• Aim of the task:
Reproduce every line of the listing below verbatim.

Data entries:
■ ■ ■ ■

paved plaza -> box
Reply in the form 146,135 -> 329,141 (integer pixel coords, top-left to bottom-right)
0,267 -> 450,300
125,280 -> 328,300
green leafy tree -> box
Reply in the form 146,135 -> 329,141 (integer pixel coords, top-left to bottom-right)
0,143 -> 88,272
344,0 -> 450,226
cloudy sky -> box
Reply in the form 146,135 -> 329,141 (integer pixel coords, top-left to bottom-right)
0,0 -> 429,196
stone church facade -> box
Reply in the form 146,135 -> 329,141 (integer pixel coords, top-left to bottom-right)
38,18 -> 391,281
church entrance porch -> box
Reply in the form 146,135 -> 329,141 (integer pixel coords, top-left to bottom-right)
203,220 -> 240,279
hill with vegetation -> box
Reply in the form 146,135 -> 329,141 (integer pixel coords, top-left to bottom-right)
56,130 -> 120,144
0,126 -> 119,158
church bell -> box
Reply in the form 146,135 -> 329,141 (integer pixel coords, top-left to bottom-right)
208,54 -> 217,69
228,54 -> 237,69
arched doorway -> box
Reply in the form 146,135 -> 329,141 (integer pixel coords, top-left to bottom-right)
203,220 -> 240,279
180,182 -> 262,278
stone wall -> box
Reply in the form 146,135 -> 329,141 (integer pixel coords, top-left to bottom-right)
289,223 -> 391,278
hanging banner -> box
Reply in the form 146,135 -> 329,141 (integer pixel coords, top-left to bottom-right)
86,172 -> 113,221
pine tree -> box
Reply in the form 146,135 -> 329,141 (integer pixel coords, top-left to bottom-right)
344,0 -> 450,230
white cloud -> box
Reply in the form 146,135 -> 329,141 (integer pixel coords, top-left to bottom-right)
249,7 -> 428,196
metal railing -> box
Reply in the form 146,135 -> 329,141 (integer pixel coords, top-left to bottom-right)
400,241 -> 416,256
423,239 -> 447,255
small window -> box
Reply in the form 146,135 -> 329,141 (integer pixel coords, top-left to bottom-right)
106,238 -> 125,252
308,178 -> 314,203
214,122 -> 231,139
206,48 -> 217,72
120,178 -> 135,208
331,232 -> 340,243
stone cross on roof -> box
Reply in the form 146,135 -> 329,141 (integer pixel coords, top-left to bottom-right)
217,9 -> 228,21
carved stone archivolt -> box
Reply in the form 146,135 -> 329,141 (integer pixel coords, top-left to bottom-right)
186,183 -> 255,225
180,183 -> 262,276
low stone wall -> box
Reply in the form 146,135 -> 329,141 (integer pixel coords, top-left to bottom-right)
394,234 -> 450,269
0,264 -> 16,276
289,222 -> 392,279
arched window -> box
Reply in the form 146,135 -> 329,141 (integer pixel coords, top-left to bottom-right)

■ ■ ■ ■

• Worked answer:
paved plaza -> box
Reply in the form 146,135 -> 329,141 (integer pixel coords, top-left to bottom-right)
0,267 -> 450,300
125,280 -> 328,300
green leafy tree -> box
Reply in the form 146,135 -> 329,141 (integer pixel coords, top-left to bottom-right)
0,143 -> 88,272
344,0 -> 450,226
cloudy sky -> box
Reply in the form 146,135 -> 329,141 (integer pixel coords, top-left to bottom-right)
0,0 -> 429,196
stone church facade -> box
Reply in the form 146,135 -> 329,141 (integer pixel coords, top-left to bottom-right)
38,18 -> 391,281
church entrance porch -> box
Reply in the form 146,135 -> 329,141 (integer pixel coords, top-left to bottom-right)
203,220 -> 240,279
hill with vegetation -> box
Reply in the form 146,135 -> 329,141 (integer pixel coords, top-left to bottom-right)
56,130 -> 120,144
0,126 -> 119,158
church bell -> box
Reply in the form 146,135 -> 329,141 (integer pixel coords, top-left to bottom-right)
208,54 -> 217,69
228,54 -> 237,69
arched doorway -> box
Reply in the form 146,135 -> 329,141 (integer pixel coords, top-left to bottom-right)
203,220 -> 240,279
180,182 -> 262,278
stone wall -> box
Reply in the form 146,135 -> 329,141 (integer pixel coords, top-left to bottom-right)
289,223 -> 391,278
hanging banner -> box
Reply in the form 146,135 -> 329,141 (integer pixel coords, top-left to bottom-right)
86,172 -> 113,221
pine tree -> box
Reply in the form 146,135 -> 329,141 (integer pixel coords, top-left to bottom-right)
344,0 -> 450,230
white cloud -> box
Reply in the form 146,135 -> 329,141 (integer pixel coords, top-left to bottom-right)
249,7 -> 428,196
metal railing -> box
Reply in the form 146,135 -> 329,141 (integer pixel coords, top-left to bottom-right)
400,241 -> 416,256
423,239 -> 447,255
small window -> box
Reply in the form 146,135 -> 329,141 (integer pixel coords, top-left to bottom-right)
106,238 -> 125,252
308,178 -> 314,203
214,122 -> 231,139
206,48 -> 217,72
120,178 -> 135,208
331,232 -> 340,243
stone cross on roof -> box
Reply in the form 146,135 -> 329,141 (integer pixel coords, top-left to bottom-right)
217,9 -> 228,21
carved stone archivolt -> box
Reply in the form 146,135 -> 329,141 (integer pixel coords, top-left to bottom-right)
186,183 -> 255,225
180,183 -> 262,276
low stone wall -> box
Reply in the form 146,135 -> 329,141 (integer pixel coords, top-left to bottom-right)
394,234 -> 450,269
0,264 -> 16,276
289,222 -> 392,279
arched window -> box
Reply in the form 146,135 -> 329,141 (integer pixel coords, top-left to bottom-right)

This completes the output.